[Passage for review]:
February 27, 2012
The Economist Debate: Syria
The escalating bloodbath in Syria has long since reached the point at which the international community must act to protect Syrian civilians and to push for a political transition from a regime which has forfeited its legitimacy to rule. But the focus on military options in the debate about how to respond has been unfortunate. In fact, no feasible military intervention has any decent prospect of either helping Syrian civilians or hastening the regime's departure. Arming Syrian rebels or moving to establish safe areas and no-fly zones under the current conditions would simply throw gasoline on an already raging fire. Calling for the world to act militarily may sound like the moral thing to do. It is not.
In a report just released by the Center for a New American Security, I explain the problems with available military options and lay out a diplomatic strategy for accelerating a political transition. The goal of international action cannot simply be to overthrow the Bashar Assad regime, or to weaken an ally of Iran. Nor can military action be taken simply to express moral outrage. Certainly the risky, expensive and dangerous war option is not a default choice which must be taken if no other easy solutions present themselves. The purpose of international action must be to protect Syrian civilians and to push for a political transition. A military intervention is unlikely to achieve either.
Few advocates of military intervention have convincingly explained how the provision of weapons or the use of air power would tip the balance of power against the regime, end attacks on civilians, or hasten a political compromise. Syria is not Libya, with clear front lines which can be protected through air power or a cohesive opposition front in control of a significant liberated territory. The battle does not end the day the first bombs fall, even if advocates of such intervention could declare their mission accomplished. Arming the Free Syrian Army or declaring safe zones will simply ramp up the civil war on a terrain where the well-armed and largely cohesive Syrian military has a decisive advantage. And such moves are more likely to drive frightened Syrians back to the regime than embolden them to join the opposition.
It is wrong to insinuate that the Syrian opposition is made up of al-Qaeda sympathisers or that it bears equal responsibility for the bloodshed. But even advocates of arming the Syrian opposition agree that it must unify its ranks and establish a legitimate political organisation before acting. There are few signs of this happening any time soon. The fragmentation of the Syrian opposition is not simply a problem to be noted in passing en route to shipping them arms—it is a fundamental problem with dire implications for the future of Syria.

Rows excerpted from a collection

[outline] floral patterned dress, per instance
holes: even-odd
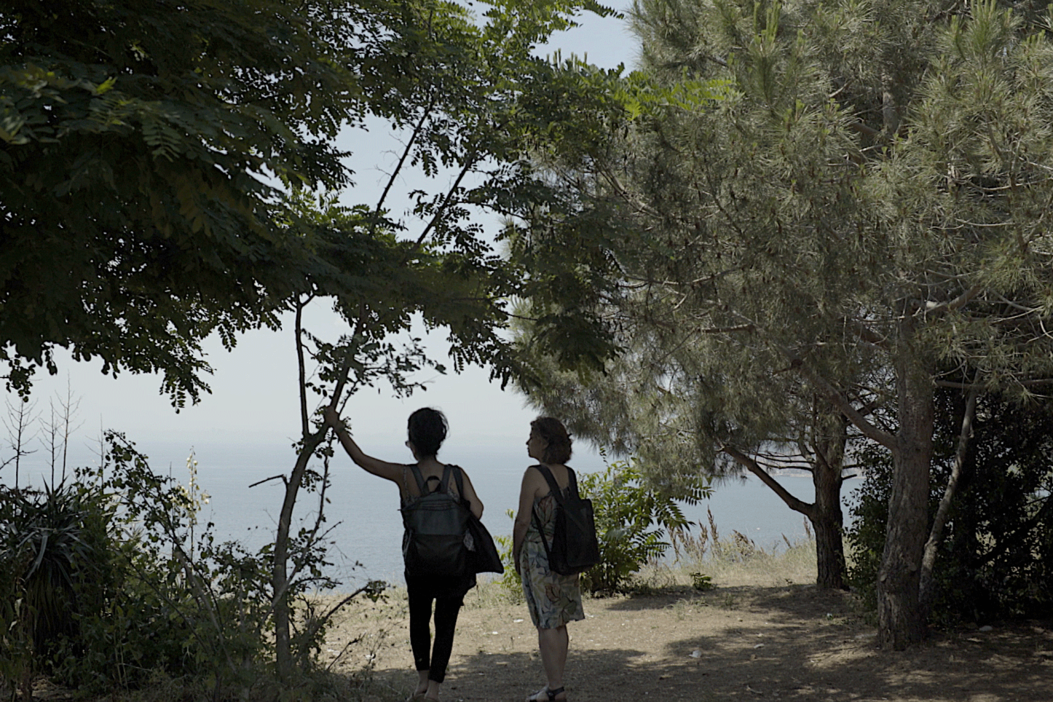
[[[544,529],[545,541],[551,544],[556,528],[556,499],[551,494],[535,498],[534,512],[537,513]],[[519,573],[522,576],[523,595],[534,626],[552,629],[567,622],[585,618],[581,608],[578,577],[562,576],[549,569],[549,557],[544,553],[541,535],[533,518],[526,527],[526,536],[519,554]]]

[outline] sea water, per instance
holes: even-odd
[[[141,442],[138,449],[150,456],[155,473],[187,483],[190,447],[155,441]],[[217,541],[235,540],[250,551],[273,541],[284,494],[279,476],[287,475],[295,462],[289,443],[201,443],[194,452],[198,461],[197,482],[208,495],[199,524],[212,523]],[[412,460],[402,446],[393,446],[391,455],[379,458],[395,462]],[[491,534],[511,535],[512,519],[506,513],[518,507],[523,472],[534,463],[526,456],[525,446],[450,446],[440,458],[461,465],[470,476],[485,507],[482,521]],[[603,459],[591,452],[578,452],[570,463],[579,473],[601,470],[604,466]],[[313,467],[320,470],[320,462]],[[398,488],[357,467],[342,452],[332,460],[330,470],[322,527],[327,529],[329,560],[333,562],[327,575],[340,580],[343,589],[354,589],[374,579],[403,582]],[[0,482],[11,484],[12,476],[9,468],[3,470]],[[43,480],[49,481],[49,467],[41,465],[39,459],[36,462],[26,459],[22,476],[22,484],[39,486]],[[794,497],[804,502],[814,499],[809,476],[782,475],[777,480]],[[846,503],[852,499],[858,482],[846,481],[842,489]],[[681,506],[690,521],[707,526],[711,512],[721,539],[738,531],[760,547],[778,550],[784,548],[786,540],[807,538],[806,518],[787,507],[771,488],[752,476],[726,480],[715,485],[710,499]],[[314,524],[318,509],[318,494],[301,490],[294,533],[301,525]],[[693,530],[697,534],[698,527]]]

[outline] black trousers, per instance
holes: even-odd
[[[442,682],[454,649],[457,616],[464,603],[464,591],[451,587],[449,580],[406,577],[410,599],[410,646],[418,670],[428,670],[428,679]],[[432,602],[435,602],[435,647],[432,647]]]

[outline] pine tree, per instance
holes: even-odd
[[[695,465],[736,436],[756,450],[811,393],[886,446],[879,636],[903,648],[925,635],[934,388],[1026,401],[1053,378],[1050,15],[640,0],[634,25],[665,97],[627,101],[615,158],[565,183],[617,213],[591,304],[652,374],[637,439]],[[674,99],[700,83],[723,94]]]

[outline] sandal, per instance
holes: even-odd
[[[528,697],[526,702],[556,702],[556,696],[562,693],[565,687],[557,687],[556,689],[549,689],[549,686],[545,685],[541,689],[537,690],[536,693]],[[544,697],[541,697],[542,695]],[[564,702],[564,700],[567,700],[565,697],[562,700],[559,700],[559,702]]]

---

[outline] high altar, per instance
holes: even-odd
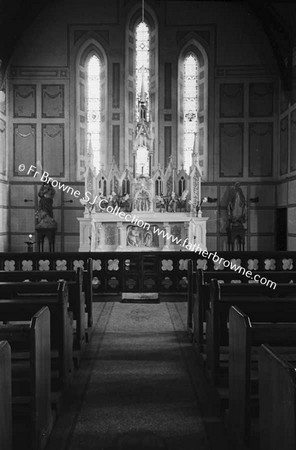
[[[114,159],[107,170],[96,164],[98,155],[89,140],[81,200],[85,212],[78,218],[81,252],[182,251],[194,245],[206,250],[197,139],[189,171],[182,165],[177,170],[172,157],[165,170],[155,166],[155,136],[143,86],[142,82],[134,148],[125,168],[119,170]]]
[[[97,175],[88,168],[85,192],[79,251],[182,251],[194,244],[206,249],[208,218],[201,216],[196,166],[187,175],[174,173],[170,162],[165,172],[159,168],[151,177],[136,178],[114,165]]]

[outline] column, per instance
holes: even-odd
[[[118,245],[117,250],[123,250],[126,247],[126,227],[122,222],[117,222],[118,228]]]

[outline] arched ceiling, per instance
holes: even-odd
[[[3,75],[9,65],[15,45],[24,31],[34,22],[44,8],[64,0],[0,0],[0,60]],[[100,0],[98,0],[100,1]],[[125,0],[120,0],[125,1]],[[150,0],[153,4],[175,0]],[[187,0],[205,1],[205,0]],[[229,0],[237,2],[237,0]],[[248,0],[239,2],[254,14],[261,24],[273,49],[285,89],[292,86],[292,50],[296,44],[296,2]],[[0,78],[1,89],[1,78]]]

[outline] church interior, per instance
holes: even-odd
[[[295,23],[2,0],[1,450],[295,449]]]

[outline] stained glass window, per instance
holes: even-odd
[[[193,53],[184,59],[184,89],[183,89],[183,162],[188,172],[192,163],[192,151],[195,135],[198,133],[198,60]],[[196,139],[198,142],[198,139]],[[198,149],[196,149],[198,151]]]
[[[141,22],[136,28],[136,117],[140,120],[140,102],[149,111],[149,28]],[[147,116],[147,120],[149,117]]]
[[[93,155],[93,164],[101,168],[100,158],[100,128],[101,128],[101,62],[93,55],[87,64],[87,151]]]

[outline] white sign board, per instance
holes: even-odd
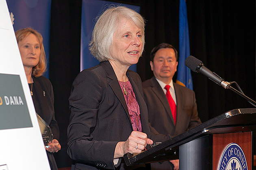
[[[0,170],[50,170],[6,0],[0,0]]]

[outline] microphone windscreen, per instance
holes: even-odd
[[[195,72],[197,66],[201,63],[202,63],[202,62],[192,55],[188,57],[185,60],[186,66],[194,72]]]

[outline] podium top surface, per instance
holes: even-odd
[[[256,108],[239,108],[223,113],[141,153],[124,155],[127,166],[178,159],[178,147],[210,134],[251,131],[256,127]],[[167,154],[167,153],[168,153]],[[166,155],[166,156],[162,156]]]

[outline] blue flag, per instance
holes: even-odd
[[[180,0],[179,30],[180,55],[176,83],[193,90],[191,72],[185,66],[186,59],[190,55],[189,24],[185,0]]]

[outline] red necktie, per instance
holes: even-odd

[Prompt]:
Please write out everything in the Syria essay from "It is wrong" down to "future of Syria.", changing "Syrian opposition" to "rebel coalition". The rows are not needed for this work.

[Solution below]:
It is wrong to insinuate that the rebel coalition is made up of al-Qaeda sympathisers or that it bears equal responsibility for the bloodshed. But even advocates of arming the rebel coalition agree that it must unify its ranks and establish a legitimate political organisation before acting. There are few signs of this happening any time soon. The fragmentation of the rebel coalition is not simply a problem to be noted in passing en route to shipping them arms—it is a fundamental problem with dire implications for the future of Syria.